-------- Отрывок документа --------

Также представляется интересной точка зрения Брэдли о взаимоотношениях Гамлета с матерью. Критик считает, что принц не хочет убедиться в молчаливом согласии Гертруды, он желает спасти ее душу. Хотя он ненавидит своего дядю, осознает обязанность наказать преступника, его сознание не поглощено этой идеей всецело и полностью. Но он в ужасе от падения своей матери и хочет вытащить ее из этой ямы грехопадения, тем более что Призрак просит его пощадить Гертруду.
Противоречивость вышеупомянутых концепций вызвала бурную реакцию некоторых критиков, которые утверждали, что «слабость» Гамлета всего лишь выдумка сентиментальной критики.
Американский исследователь Э. Столл (E. Stoll) вообще заявил, что «трудности, по-видимому, объясняются двумя поспешными плохо напечатанными переделками и сложными театральными условиями того времени»[28]. Критик Дж. М. Робертсон (J. M. Robertson) пошел еще дальше, сказав, что у Шекспира образ героя и сюжет не согласуются из-за условий, которые драматург должен был непременно учитывать.
Т. С. Элиот (T. S. Eliot) соглашался с Робертсоном, считая «Гамлета» явной неудачей драматурга, т. к. в нем отсутствует соответствие внешних событий и оказываемого эффекта на зрителя или читателя. Шекспир, согласно Элиоту, не сумел найти нужного хода событий, который бы помог нам более четко осознать всю глубину конфликта. Напротив, в пьесе слишком много «лишнего», которое еще больше запутывает и сбивает с толку.
Элиота, прежде всего, в пьесах Шекспира — кроме, как полагают исследователи, изучающие наследие обоих авторов, «Кориолана», — не устраивало то, как Шекспир, в силу влияния своей эпохи, если и не утратил христианское мировоззрение, то несколько ушел от до-ренессансного его варианта. Элиот отдавал предпочтение Данте, творчество которого во многом построено на философии Фомы Аквинского, тогда как у Шекспира все словно соткано из разнообразных идей философов Античности и Ренессанса.
В течение всей своей творческой жизни известный англо-американский поэт пытался преодолеть влияние своего относительно далекого по временным рамкам предшественника. Но, несмотря на столь нелестные высказывания не только о трагедии «Гамлет», но, по существу, о большей части творчества драматурга, он так и не сумел осуществить столь желаемого, причем зачастую сам это подспудно признавая. Так, в одном из писем Лоренсу Дарреллу Элиот писал: «Шекспиру повезло со временем, а нам — нет». В этих словах остро ощущается вся боль Элиота, которая, если, быть может, — учитывая, что он был убежденным христианином, — и не переросла в «чёрную» зависть, то уж в «белую» скорее всего.

-------- Исходные данные --------

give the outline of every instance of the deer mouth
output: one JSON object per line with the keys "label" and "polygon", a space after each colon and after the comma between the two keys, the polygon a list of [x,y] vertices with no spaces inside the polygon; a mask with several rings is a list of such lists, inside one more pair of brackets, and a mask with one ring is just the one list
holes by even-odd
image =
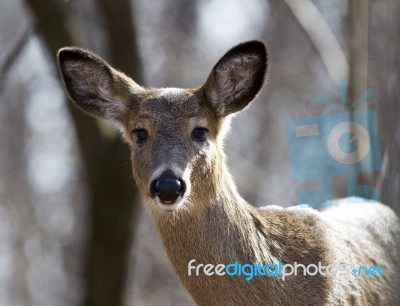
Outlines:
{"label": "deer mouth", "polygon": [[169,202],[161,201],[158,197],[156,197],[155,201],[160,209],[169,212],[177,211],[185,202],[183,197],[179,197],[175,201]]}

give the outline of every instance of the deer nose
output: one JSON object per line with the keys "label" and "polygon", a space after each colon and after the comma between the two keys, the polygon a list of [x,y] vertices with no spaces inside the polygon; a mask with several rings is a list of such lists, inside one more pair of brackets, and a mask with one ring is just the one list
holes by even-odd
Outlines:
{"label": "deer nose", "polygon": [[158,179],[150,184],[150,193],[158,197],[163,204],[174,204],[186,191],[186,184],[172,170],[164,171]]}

--------

Верните дословно фрагмент отрывка о критике «Гамлета» между словами «Противоречивость вышеупомянутых концепций» и «выдумка сентиментальной критики.» включительно. Эти данные не имеют отношения к отрывку о критике «Гамлета».

Противоречивость вышеупомянутых концепций вызвала бурную реакцию некоторых критиков, которые утверждали, что «слабость» Гамлета всего лишь выдумка сентиментальной критики.